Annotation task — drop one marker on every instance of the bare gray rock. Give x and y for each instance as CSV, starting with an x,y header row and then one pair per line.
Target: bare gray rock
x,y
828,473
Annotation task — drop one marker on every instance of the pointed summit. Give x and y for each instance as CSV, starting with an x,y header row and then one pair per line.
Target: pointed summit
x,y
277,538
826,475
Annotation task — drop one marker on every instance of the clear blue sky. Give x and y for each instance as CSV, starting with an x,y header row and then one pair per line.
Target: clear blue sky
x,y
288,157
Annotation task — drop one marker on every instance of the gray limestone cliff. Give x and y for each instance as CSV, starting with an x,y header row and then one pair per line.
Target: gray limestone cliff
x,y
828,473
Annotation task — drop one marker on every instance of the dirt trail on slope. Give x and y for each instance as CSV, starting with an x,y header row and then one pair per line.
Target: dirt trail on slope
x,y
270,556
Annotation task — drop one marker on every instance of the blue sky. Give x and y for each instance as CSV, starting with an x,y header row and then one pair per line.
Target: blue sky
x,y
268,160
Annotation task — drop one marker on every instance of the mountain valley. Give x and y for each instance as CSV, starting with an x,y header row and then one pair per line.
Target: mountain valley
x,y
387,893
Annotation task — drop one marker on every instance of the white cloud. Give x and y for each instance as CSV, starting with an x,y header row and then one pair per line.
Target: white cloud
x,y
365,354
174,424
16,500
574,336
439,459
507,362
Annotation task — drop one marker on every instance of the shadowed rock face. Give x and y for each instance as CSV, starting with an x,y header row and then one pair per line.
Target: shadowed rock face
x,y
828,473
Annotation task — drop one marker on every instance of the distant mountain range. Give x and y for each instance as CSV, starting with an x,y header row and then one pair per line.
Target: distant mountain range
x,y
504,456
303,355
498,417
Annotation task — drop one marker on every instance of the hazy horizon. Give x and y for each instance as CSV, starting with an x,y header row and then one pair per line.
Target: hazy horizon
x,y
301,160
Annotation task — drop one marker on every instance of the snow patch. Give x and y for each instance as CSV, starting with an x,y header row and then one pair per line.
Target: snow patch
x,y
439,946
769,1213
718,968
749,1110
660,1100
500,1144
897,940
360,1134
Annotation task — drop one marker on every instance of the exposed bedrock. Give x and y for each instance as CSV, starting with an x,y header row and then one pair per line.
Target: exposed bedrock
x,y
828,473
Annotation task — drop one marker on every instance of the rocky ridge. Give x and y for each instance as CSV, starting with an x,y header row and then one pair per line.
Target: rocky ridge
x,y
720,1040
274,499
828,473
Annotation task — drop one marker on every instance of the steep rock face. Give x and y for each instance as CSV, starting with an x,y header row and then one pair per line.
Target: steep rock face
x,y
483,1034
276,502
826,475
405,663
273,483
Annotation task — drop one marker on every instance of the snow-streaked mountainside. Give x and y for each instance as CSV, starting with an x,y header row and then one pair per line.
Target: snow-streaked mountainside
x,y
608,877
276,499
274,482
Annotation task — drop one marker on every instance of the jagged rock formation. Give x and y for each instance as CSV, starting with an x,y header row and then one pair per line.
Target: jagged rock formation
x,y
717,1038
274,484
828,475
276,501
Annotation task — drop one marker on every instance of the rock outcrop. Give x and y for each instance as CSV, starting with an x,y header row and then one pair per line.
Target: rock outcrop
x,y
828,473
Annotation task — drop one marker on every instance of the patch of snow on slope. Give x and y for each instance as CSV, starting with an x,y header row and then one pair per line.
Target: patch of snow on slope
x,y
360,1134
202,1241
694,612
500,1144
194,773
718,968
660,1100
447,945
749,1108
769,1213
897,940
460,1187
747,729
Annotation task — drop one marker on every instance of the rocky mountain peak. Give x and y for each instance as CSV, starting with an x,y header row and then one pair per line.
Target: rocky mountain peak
----
> To do
Extract the data in full. Keep it word for word.

> Answer section
Annotation task — drop one marker on every instance of the bare gray rock. Give x and y for each instance as CSV, starting with an x,y header row and then one pair per line.
Target: bare gray rock
x,y
828,473
Annotation task — drop one marker on every instance of the pointed summit. Give x and y for each instance as CSV, starting with an x,y header row and then one pair per line.
Target: pointed summit
x,y
277,538
826,475
Annotation task — drop one marker on every instance of the clear blue sky. Give x and y for each instance as CSV, starting with an x,y header row and then one pair per line.
Target: clear blue sky
x,y
288,157
Annotation task — drop one marker on every instance of the gray limestone cliff. Give x and y for each instance as CSV, starting with an x,y header row and then one pair per line.
Target: gray limestone cliff
x,y
828,473
Annotation task — drop one marker on every instance of the dirt trail on slope. Give x and y for each instance as CSV, starting with an x,y header row and then one pair per line.
Target: dirt trail on slope
x,y
270,556
Annotation task — drop one marker on every instance of the blue sky. Give x and y for each instance as CSV, starting with an x,y header row and then one pair per line.
Target: blue sky
x,y
268,160
Annotation task — drop one marker on every instance of the mountain valley. Give x and y for each instance as CSV, starting with an x,y header row and then one pair per line.
Target: mountain valley
x,y
387,893
Annotation task — drop one marker on every instance of the white cloud. Give x and y for each instance as CSV, starting with an x,y header row and then one pair per line.
Target: white cloud
x,y
365,354
174,424
16,500
574,336
439,459
507,362
Annotation task — drop one marker on every instance of the shadowed rock face. Give x and y for each instance as CSV, starting with an x,y header row and then one pair per line.
Target: shadowed rock face
x,y
828,473
Annotation task — drop one marker on every instance of the distant mountain range. Give x and y for each instance as CSV, starting with an x,y header row and then one pair per line.
Target: distant mountain range
x,y
504,456
303,355
498,417
Annotation task — drop one marker on every instance of the hazy horizon. Give x and y for each instance as CSV, starting with an x,y header row and then one pair per line.
Target: hazy horizon
x,y
301,160
Annotation task — drop one marker on every instance of the snow patch. Give x and y for each instance as CSV, starting with an x,y header row and then one pair per line.
Target: snow patch
x,y
439,946
769,1213
718,968
749,1110
660,1100
500,1144
897,940
360,1134
Annotation task — drop one marker on every instance of the exposed bedrock. Give x and y for each instance as CSV, starting with an x,y header row and then one pair per line.
Target: exposed bedrock
x,y
828,473
Annotation task — drop one marker on every instance of the rocky ridge. Give x and y for each instance as CSV, starting with an x,y header row and then one pair per line.
Target: rocky ridge
x,y
720,1040
274,499
828,473
Annotation task — drop one marker on every instance of the steep rock face. Give x and y for each instance as CSV, starting with an x,y header row and then one pair per line.
Target: steep rock face
x,y
483,1034
276,502
826,475
405,663
273,483
Annotation task — drop one marker on every instance of the snow-streaked mountainside. Give x and y for each instance as CSV, starting with an x,y header row and then one pair per line.
Target: snow-streaked mountainside
x,y
608,877
276,499
274,482
Annotation task — drop one marker on every instance of the jagged rock formation. Give x and y for each instance as CSV, starting with an x,y header row and then one pair per line.
Target: jagged rock formation
x,y
717,1038
274,484
828,475
276,501
Annotation task — drop one marker on every instance of the rock outcrop. Give x and y for each instance as CSV, starting with an x,y header row and then one pair per line.
Target: rock outcrop
x,y
828,473
Annotation task — drop one marker on every instance of the patch of snow on slope. Give x and y for each instance as CSV, starting with an x,y header row and then one pair per line.
Target: patch of snow on slope
x,y
360,1134
202,1241
694,612
500,1144
194,773
718,968
660,1100
447,945
749,1108
769,1213
897,940
460,1187
747,729
Annotation task — drop one marker on every instance of the rocky mountain peak. Give x and y for each instance as CSV, starting with an x,y header row and then one pair per line.
Target: rocky mountain peak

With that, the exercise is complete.